The evidence suggests there are similar but distinct impacts on children exposed to coercive control as those exposed to other forms of intimate partner violence.
This can include things like impacts on social-emotional and physical development, broader family functioning outcomes, such as strained parent-child relationships and harsher parenting, as well as psychological and behavioural challenges.
"The whole experience of children having to observe this dynamic can be highly traumatic and distressing for these children, so at times they might feel emotionally overwhelmed and their parents might not be well placed to respond sensitively," co-author Dr Dave Pasalich said.
"This comes at a time when kids really need that emotional support - it can have real implications on the quality of the parent-child relationship.
"It is something that can affect all different types of families - it doesn't discriminate."

--*--

> **WHAT YOU NEED TO DO**
a) Which co-author does the passage on coercive control quote?
b) Please write the next few sentences of the passage on coercive control, picking up after its final sentence.

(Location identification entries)
--*--

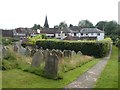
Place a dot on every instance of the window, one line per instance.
(66, 34)
(74, 34)
(98, 34)
(58, 34)
(81, 33)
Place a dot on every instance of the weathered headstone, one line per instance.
(73, 53)
(79, 53)
(28, 52)
(22, 50)
(33, 52)
(37, 59)
(15, 48)
(51, 65)
(65, 53)
(4, 52)
(46, 54)
(69, 53)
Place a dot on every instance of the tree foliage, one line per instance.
(62, 25)
(85, 24)
(35, 27)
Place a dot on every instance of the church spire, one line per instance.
(46, 25)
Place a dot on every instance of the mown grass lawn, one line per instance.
(16, 78)
(109, 76)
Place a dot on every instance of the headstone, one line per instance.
(69, 53)
(51, 65)
(65, 53)
(15, 48)
(28, 52)
(4, 52)
(46, 54)
(79, 53)
(73, 53)
(33, 52)
(60, 54)
(37, 59)
(22, 50)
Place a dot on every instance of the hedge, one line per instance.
(93, 48)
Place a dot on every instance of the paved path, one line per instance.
(89, 78)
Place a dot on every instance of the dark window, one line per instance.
(58, 34)
(98, 34)
(66, 34)
(74, 34)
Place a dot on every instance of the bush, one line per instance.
(8, 41)
(92, 48)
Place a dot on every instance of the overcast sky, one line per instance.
(26, 13)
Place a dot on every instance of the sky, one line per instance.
(26, 13)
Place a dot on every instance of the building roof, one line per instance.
(91, 30)
(71, 38)
(64, 30)
(7, 33)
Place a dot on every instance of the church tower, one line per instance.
(46, 25)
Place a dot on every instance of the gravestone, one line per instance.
(33, 51)
(27, 52)
(79, 53)
(37, 59)
(46, 54)
(51, 65)
(73, 53)
(22, 50)
(69, 53)
(15, 48)
(4, 52)
(60, 54)
(65, 53)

--*--

> **RESPONSES BY TASK**
a) Dr Dave Pasalich

b)
The researchers said while coercive control has become a much talked about topic, less discussion has focused on children.
"Our aim was to review the impacts not just for the couple involved, but for the broader family system, especially children," Ms Xyrakis said.
"Kids are forgotten a lot of times in this space, but they suffer a lot. When something like this happens it shifts the whole family dynamic.
"There are situations when, for instance, kids might have to step up and take on the role of parent, or end up caught in the middle of complex, and often, scary relationship dynamics. Children aren't just passive witnesses."
The review has been published in Trauma, Violence, & Abuse.